Pointing dataset excerpts:
- - - - - - -

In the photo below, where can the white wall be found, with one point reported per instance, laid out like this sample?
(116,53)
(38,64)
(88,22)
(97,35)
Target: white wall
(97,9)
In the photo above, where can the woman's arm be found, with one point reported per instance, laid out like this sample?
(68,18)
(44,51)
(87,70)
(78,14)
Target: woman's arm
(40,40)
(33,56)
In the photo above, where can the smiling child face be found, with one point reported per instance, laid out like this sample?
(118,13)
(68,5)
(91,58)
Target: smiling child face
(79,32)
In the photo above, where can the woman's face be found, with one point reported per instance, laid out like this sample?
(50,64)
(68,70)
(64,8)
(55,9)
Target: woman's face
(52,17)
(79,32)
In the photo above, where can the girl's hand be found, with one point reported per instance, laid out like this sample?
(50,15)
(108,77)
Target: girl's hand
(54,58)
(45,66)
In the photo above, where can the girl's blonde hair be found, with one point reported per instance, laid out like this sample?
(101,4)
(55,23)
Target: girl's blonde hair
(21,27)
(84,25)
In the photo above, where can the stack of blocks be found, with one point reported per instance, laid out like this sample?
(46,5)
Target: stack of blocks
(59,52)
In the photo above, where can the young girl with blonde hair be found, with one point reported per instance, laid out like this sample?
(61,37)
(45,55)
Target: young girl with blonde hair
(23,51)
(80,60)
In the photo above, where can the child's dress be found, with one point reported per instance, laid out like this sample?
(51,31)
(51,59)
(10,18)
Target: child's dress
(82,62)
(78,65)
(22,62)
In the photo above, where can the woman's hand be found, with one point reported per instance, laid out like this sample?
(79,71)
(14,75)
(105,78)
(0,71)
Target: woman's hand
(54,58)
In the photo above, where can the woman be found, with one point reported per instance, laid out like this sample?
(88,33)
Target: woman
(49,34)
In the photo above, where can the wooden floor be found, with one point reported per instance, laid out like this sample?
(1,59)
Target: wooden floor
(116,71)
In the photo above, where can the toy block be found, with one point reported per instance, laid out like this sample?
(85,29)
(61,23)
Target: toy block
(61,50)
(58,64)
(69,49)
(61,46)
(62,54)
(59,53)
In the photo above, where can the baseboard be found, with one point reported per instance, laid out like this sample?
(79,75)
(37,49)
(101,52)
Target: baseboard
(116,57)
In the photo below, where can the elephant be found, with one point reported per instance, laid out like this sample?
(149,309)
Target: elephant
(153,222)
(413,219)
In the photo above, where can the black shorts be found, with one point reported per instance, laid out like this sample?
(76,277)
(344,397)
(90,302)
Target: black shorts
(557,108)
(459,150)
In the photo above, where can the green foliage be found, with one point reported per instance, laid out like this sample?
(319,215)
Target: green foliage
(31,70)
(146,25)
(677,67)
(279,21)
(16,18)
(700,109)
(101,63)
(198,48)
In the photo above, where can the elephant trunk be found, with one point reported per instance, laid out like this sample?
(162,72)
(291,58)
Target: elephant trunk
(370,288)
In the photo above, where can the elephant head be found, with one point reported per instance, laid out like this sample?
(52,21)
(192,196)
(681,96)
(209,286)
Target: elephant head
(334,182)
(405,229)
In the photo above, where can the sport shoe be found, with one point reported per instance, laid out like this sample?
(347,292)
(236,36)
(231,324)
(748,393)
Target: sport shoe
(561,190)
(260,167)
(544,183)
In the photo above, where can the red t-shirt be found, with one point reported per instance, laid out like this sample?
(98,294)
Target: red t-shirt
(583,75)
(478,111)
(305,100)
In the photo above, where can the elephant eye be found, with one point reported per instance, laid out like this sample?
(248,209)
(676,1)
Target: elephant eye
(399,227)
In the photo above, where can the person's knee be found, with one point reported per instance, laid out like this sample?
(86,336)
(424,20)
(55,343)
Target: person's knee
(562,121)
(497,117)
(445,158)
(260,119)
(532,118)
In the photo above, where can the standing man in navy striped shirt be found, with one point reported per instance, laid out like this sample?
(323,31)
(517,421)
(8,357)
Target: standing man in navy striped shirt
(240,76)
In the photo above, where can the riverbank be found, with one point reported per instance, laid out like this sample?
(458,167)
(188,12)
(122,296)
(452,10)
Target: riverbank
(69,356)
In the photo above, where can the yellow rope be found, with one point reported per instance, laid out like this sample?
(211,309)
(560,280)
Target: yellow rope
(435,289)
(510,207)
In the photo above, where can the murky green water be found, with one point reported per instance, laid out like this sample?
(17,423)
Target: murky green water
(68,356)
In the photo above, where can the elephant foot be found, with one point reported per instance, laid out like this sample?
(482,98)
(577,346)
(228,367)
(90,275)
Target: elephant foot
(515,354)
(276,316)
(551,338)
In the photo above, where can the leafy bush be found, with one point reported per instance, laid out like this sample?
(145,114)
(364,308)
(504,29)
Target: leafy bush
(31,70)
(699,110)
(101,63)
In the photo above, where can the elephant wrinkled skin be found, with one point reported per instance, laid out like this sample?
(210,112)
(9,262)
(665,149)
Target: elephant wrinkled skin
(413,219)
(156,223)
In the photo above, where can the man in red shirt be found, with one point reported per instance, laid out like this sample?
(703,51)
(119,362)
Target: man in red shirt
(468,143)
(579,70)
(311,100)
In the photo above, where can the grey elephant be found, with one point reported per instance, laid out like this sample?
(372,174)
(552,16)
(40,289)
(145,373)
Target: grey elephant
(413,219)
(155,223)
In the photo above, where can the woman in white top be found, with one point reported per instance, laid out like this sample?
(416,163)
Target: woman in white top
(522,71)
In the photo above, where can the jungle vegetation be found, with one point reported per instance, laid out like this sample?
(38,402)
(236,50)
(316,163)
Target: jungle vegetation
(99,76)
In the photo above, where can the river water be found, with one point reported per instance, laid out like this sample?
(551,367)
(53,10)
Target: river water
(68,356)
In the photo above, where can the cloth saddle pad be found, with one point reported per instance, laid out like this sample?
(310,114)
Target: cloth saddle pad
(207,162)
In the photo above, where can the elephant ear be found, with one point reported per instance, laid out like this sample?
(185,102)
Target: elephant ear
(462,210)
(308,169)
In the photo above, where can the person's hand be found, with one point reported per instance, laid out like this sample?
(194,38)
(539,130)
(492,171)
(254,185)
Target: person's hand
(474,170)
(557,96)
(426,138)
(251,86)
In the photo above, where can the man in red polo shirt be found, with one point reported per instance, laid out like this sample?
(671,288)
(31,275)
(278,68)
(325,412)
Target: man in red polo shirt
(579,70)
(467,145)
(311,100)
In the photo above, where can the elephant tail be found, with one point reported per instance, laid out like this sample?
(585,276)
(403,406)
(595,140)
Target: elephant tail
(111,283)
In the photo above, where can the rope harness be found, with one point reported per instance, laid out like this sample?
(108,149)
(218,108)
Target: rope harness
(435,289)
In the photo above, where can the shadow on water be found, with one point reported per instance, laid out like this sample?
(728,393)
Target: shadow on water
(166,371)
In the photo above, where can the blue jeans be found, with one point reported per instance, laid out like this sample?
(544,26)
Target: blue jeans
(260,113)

- - - - - - -

Instructions for the task: What are the lines from the one with "In the photo above, where can the river water" through the last line of the records above? Quote them exactly and add nothing.

Exercise result:
In the photo above, where can the river water be found, with one point reported per instance, laid out like this sample?
(551,367)
(53,10)
Target: river water
(68,356)
In the photo above, where can the cloth saddle pad be found, with one point reported per instance, laid out like this sample?
(310,114)
Target: cloth saddle pad
(207,162)
In the photo above, where can the elephant ear be found, with one point reported per instance, laid out like this sample?
(185,102)
Target: elephant ear
(462,210)
(308,169)
In the photo above, where can the person's hand be found, with one point reported per instance, laid out like this sample?
(194,38)
(539,130)
(492,171)
(254,185)
Target: person's hand
(474,170)
(557,96)
(426,138)
(251,86)
In the photo above, where can the man in red polo shirt be found, with one point reported per instance, laid out like this sample?
(671,288)
(31,275)
(278,68)
(325,412)
Target: man in red polo shirt
(579,70)
(467,145)
(311,100)
In the photo above, where can the elephant tail be found, with one point reported per instance, laid out like this sample?
(585,276)
(403,406)
(595,140)
Target: elephant tail
(111,283)
In the photo above, where can the rope harness be found, with one point reported per instance, laid out like this sample?
(108,149)
(218,108)
Target: rope harness
(435,289)
In the photo above, where can the shadow on water be found, with one point reported per instance, laid out like this sample?
(728,393)
Target: shadow on water
(166,371)
In the photo above, where can the blue jeans be found, with one point reported per instance, laid out like this sample?
(544,26)
Target: blue jeans
(260,113)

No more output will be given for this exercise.